=== Begin Enclosure ===

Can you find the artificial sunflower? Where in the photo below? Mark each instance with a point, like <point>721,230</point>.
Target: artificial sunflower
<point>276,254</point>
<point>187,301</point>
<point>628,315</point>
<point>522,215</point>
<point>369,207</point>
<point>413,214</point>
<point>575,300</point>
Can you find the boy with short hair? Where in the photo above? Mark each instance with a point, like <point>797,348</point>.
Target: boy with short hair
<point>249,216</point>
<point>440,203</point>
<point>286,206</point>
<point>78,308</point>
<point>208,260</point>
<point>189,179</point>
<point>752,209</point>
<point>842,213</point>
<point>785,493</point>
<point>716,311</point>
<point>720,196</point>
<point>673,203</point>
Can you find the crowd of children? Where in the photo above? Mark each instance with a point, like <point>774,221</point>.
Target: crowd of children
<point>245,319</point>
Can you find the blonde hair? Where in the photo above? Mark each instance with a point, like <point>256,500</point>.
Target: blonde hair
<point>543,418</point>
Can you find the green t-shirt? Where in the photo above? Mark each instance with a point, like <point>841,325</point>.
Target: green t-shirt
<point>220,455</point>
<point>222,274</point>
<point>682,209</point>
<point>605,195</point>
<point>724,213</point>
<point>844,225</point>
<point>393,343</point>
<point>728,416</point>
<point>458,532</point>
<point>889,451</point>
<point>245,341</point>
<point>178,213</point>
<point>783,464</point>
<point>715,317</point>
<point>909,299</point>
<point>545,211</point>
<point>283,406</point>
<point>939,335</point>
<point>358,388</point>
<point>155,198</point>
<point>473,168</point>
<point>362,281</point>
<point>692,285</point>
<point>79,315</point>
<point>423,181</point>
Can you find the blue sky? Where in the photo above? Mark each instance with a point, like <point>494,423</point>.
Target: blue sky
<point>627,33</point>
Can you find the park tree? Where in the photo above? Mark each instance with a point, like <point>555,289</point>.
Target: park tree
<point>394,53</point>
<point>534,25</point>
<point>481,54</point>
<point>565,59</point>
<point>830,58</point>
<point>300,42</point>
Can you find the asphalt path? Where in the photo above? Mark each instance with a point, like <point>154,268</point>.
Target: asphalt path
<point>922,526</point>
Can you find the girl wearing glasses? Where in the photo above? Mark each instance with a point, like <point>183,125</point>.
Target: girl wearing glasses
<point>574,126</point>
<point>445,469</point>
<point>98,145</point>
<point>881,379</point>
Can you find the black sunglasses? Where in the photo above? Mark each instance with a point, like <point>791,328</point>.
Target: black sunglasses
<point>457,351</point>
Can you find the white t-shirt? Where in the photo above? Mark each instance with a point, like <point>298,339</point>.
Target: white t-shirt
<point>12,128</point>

=== End Enclosure ===

EXERCISE INSTRUCTIONS:
Retype the records that precede this task, keeping them exactly the same.

EXERCISE ANSWER:
Can you find the artificial sunflower? Where in the photo below? Mark each instance with a point, like <point>721,230</point>.
Target: artificial sunflower
<point>276,254</point>
<point>187,301</point>
<point>628,315</point>
<point>522,215</point>
<point>369,207</point>
<point>413,214</point>
<point>575,300</point>
Can you find the boy with short hair? Where in the photo above? Mark each instance with a point, like <point>797,348</point>.
Target: boy with short hair
<point>249,216</point>
<point>440,203</point>
<point>286,206</point>
<point>78,308</point>
<point>208,260</point>
<point>189,179</point>
<point>752,209</point>
<point>842,213</point>
<point>785,493</point>
<point>716,311</point>
<point>720,196</point>
<point>673,203</point>
Can you find the crowd of children? Where in the photo above? Mark each instance with a point, like <point>774,221</point>.
Target: crowd of children
<point>245,319</point>
Can you find the blonde hair? Where in the photo above? Mark each instance with a point, like <point>256,500</point>.
Target: blonde hair
<point>543,418</point>
Can you find the green t-shirt? Where in the photo above? Mark each instance with a point, like <point>841,325</point>.
Target: green t-shirt
<point>220,455</point>
<point>222,274</point>
<point>682,209</point>
<point>605,195</point>
<point>724,213</point>
<point>844,225</point>
<point>393,343</point>
<point>728,416</point>
<point>458,532</point>
<point>889,451</point>
<point>245,341</point>
<point>178,213</point>
<point>783,464</point>
<point>715,317</point>
<point>909,299</point>
<point>545,211</point>
<point>283,406</point>
<point>939,335</point>
<point>358,388</point>
<point>155,198</point>
<point>473,168</point>
<point>362,281</point>
<point>692,285</point>
<point>79,315</point>
<point>423,181</point>
Can you find the blue sky? Where in the photo above? Mark each instance with a point, like <point>494,423</point>.
Target: blue sky
<point>627,33</point>
Can you find the park tree? Where in the photo above? Mark each instance with a point, like <point>555,289</point>.
Target: park tree
<point>394,53</point>
<point>534,25</point>
<point>481,54</point>
<point>565,59</point>
<point>830,58</point>
<point>300,42</point>
Can you find the asphalt path? Where in the photo above? Mark each instance with a point, like <point>154,268</point>.
Target: asphalt path
<point>922,526</point>
Can you find the girl wearing glasses? Where in the photo above? Mark each instance with a point, like <point>183,125</point>.
Target: girl wearing glasses
<point>574,126</point>
<point>445,469</point>
<point>98,145</point>
<point>881,379</point>
Can you find the black sunglasses? Where in the photo above? Mark each instance with a point, like <point>791,328</point>.
Target: black sunglasses
<point>457,351</point>
Can you find the white t-shirt? Where in the photo above? Mark each instance with a point, like <point>298,339</point>.
Target: white t-shirt
<point>12,128</point>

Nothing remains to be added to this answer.